# Set task:
Summarize the simplex algorithm passage in two sentences.

[start of Passage provided]

The Simplex Algorithm

The simplex algorithm finds the optimal solution of a LP problem by an iterative process that traverses along a sequence of edges of the polytopic feasible region, starting at the origin and through a sequence of vertices ${\bf x}$ with progressively greater objective value $f({\bf x})$ , until eventually reaching the optimal solution. By doing so, it avoids checking exhaustively all vertices of the feasible region for optimality.

[end of Passage provided]
[start of Data provided]

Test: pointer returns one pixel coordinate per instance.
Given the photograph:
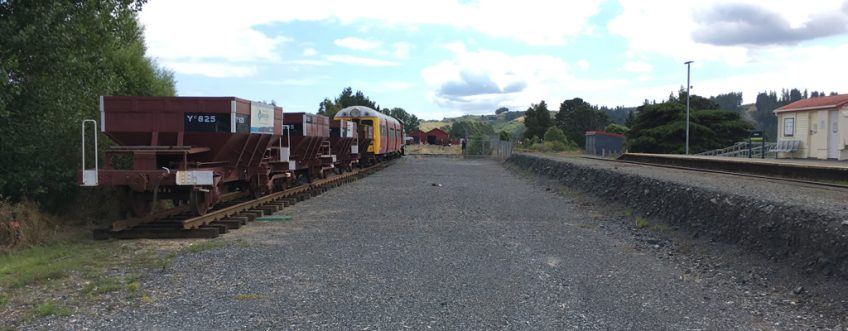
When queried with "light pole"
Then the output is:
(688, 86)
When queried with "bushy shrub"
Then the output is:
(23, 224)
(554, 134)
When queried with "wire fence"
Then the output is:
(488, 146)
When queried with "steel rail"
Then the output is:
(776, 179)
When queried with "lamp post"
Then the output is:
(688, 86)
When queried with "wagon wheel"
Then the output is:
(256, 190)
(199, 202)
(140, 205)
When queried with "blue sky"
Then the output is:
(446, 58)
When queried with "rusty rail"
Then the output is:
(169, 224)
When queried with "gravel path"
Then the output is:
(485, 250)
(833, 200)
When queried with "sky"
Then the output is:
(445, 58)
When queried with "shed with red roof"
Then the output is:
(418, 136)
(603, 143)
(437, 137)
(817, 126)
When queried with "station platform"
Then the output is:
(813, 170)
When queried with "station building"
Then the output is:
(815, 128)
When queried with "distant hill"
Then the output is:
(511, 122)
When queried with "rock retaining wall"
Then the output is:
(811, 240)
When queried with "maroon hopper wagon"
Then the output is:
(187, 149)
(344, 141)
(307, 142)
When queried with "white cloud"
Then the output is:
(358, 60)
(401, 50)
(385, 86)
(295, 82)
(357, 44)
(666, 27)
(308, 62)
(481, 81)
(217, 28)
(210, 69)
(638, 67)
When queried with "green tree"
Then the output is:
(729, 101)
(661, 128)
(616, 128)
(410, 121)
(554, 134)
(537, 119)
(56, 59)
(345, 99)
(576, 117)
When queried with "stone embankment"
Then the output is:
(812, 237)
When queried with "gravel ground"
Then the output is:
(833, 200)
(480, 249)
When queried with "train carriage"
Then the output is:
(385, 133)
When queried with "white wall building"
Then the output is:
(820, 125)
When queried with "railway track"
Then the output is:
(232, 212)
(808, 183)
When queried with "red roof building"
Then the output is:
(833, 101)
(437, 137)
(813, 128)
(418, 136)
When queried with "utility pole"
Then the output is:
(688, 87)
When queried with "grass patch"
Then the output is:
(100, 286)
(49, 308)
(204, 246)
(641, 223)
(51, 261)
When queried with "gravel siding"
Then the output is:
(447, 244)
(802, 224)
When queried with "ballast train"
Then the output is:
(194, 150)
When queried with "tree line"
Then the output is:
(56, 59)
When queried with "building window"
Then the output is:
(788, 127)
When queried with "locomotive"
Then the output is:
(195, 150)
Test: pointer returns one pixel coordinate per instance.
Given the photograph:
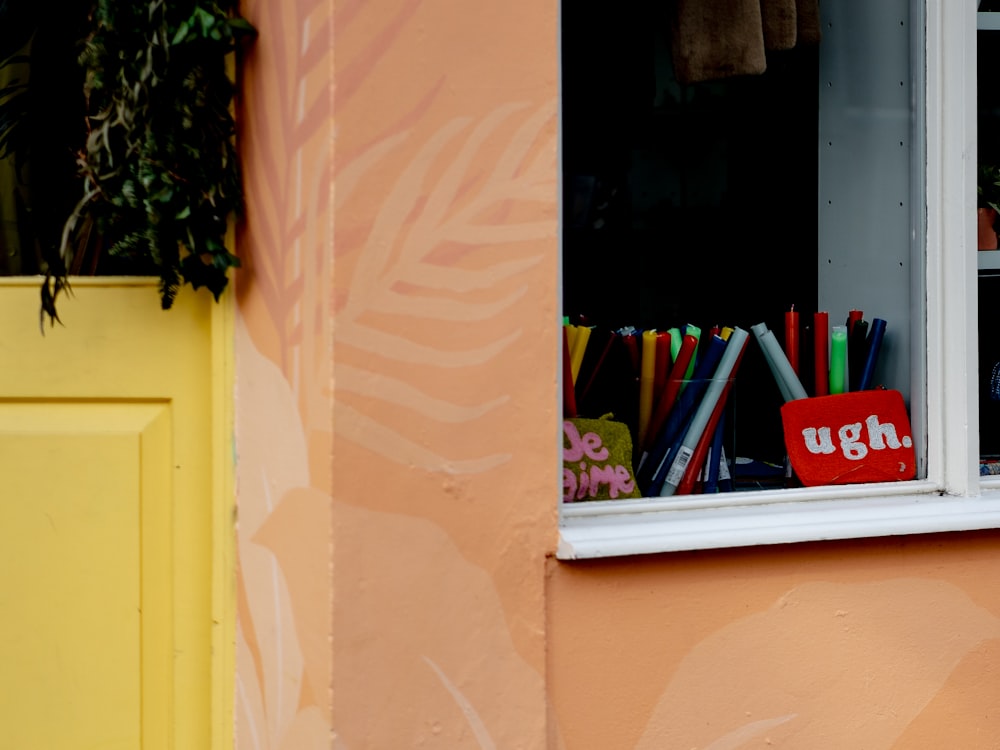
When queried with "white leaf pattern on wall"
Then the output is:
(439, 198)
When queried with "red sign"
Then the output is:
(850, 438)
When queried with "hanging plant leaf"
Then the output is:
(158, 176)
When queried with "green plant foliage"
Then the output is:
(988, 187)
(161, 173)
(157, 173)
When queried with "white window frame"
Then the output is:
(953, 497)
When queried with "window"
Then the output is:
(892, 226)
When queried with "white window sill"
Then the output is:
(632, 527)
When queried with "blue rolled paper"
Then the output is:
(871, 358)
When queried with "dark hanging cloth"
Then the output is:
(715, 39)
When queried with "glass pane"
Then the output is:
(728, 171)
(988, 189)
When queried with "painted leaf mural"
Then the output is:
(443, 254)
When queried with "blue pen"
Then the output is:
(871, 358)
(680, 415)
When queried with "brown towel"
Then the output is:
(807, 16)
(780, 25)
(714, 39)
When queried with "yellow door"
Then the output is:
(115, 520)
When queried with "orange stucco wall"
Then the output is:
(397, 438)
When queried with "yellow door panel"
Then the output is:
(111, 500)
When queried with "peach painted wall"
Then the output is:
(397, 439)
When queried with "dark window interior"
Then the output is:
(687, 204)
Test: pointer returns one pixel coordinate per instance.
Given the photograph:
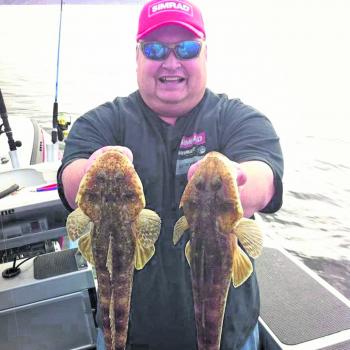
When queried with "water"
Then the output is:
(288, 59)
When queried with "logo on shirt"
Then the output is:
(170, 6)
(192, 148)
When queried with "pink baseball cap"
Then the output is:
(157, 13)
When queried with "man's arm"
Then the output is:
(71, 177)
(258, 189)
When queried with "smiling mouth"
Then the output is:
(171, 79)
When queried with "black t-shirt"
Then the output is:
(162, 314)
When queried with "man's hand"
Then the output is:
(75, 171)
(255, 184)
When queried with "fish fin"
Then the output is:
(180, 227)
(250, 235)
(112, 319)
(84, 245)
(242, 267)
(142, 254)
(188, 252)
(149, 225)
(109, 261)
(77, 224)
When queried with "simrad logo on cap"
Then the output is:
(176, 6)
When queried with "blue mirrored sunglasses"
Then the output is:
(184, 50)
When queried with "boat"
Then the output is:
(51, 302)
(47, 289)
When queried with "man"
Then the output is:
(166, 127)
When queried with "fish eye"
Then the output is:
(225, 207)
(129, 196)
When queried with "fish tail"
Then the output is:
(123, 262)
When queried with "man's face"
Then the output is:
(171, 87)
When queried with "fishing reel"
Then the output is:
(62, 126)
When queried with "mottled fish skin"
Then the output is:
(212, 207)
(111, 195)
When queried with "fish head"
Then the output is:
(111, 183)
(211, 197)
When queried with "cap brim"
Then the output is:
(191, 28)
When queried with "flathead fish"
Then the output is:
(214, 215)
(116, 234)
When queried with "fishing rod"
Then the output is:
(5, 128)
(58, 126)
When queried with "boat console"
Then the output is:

[end of Data provided]

# Reply to the task:
The simplex algorithm finds the optimal solution of an LP problem iteratively, moving along a sequence of edges of the polytopic feasible region from the origin through vertices with progressively greater objective value until it reaches the optimum. This way it avoids exhaustively checking every vertex of the feasible region for optimality.